Output exactly the lines between the line that contains "Objective — one point per instance of the white" and the last line of the material, counting both.

Point labeling dataset excerpts:
(begin)

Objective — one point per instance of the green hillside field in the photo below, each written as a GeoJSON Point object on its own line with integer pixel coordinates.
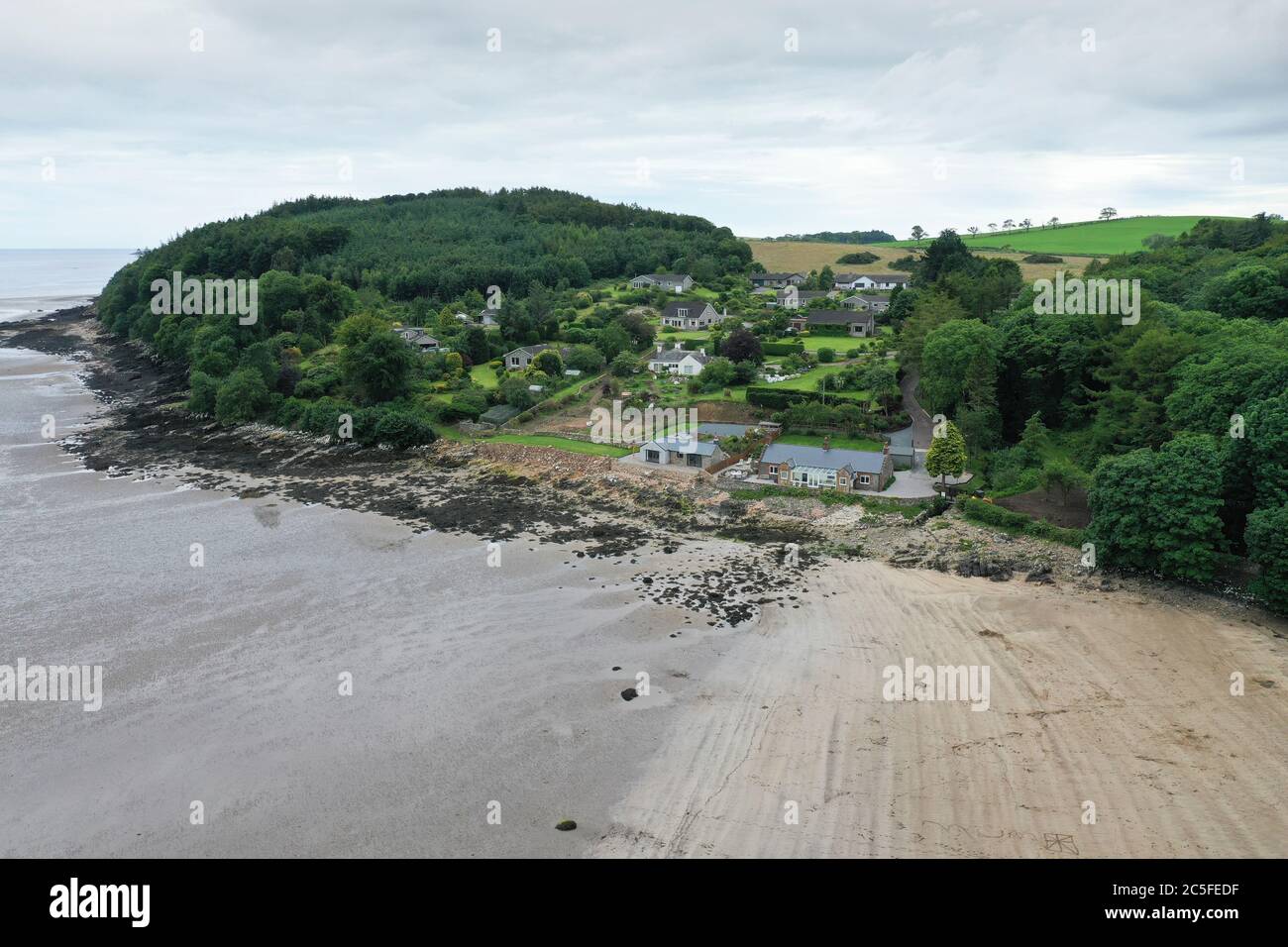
{"type": "Point", "coordinates": [1089, 237]}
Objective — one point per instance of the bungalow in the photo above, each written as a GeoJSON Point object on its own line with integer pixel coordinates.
{"type": "Point", "coordinates": [867, 303]}
{"type": "Point", "coordinates": [777, 279]}
{"type": "Point", "coordinates": [417, 337]}
{"type": "Point", "coordinates": [793, 298]}
{"type": "Point", "coordinates": [677, 361]}
{"type": "Point", "coordinates": [692, 313]}
{"type": "Point", "coordinates": [522, 357]}
{"type": "Point", "coordinates": [870, 281]}
{"type": "Point", "coordinates": [858, 324]}
{"type": "Point", "coordinates": [686, 450]}
{"type": "Point", "coordinates": [798, 466]}
{"type": "Point", "coordinates": [671, 282]}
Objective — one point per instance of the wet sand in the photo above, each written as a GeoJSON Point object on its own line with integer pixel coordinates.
{"type": "Point", "coordinates": [478, 684]}
{"type": "Point", "coordinates": [1117, 699]}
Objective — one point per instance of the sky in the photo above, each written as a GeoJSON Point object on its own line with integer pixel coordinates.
{"type": "Point", "coordinates": [125, 123]}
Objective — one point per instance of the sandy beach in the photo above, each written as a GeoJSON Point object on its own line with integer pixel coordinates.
{"type": "Point", "coordinates": [1117, 699]}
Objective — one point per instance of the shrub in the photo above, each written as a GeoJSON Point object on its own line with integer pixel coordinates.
{"type": "Point", "coordinates": [402, 429]}
{"type": "Point", "coordinates": [204, 389]}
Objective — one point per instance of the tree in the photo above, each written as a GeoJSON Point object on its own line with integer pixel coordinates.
{"type": "Point", "coordinates": [204, 390]}
{"type": "Point", "coordinates": [741, 346]}
{"type": "Point", "coordinates": [549, 363]}
{"type": "Point", "coordinates": [947, 454]}
{"type": "Point", "coordinates": [1159, 510]}
{"type": "Point", "coordinates": [928, 311]}
{"type": "Point", "coordinates": [958, 364]}
{"type": "Point", "coordinates": [1064, 476]}
{"type": "Point", "coordinates": [1267, 548]}
{"type": "Point", "coordinates": [241, 397]}
{"type": "Point", "coordinates": [377, 368]}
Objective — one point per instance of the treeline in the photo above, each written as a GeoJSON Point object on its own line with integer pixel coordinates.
{"type": "Point", "coordinates": [837, 237]}
{"type": "Point", "coordinates": [335, 275]}
{"type": "Point", "coordinates": [1179, 423]}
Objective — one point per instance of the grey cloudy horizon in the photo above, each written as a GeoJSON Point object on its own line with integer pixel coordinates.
{"type": "Point", "coordinates": [115, 133]}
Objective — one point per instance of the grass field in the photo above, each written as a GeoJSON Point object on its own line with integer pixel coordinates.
{"type": "Point", "coordinates": [786, 256]}
{"type": "Point", "coordinates": [849, 444]}
{"type": "Point", "coordinates": [563, 444]}
{"type": "Point", "coordinates": [809, 382]}
{"type": "Point", "coordinates": [1087, 237]}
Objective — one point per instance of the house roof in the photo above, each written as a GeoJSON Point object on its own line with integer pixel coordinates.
{"type": "Point", "coordinates": [669, 356]}
{"type": "Point", "coordinates": [537, 350]}
{"type": "Point", "coordinates": [836, 317]}
{"type": "Point", "coordinates": [696, 308]}
{"type": "Point", "coordinates": [720, 429]}
{"type": "Point", "coordinates": [802, 294]}
{"type": "Point", "coordinates": [686, 445]}
{"type": "Point", "coordinates": [833, 459]}
{"type": "Point", "coordinates": [884, 277]}
{"type": "Point", "coordinates": [416, 335]}
{"type": "Point", "coordinates": [498, 414]}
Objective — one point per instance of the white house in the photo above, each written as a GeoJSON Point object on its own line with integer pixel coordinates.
{"type": "Point", "coordinates": [692, 313]}
{"type": "Point", "coordinates": [678, 361]}
{"type": "Point", "coordinates": [684, 450]}
{"type": "Point", "coordinates": [870, 281]}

(end)

#### OUTPUT FOR THIS EXERCISE
Objective — one point per instance of the white house in the photo above, each written as a GeoJSON Point object on its own line with integer pixel coordinates.
{"type": "Point", "coordinates": [692, 313]}
{"type": "Point", "coordinates": [678, 361]}
{"type": "Point", "coordinates": [684, 450]}
{"type": "Point", "coordinates": [870, 281]}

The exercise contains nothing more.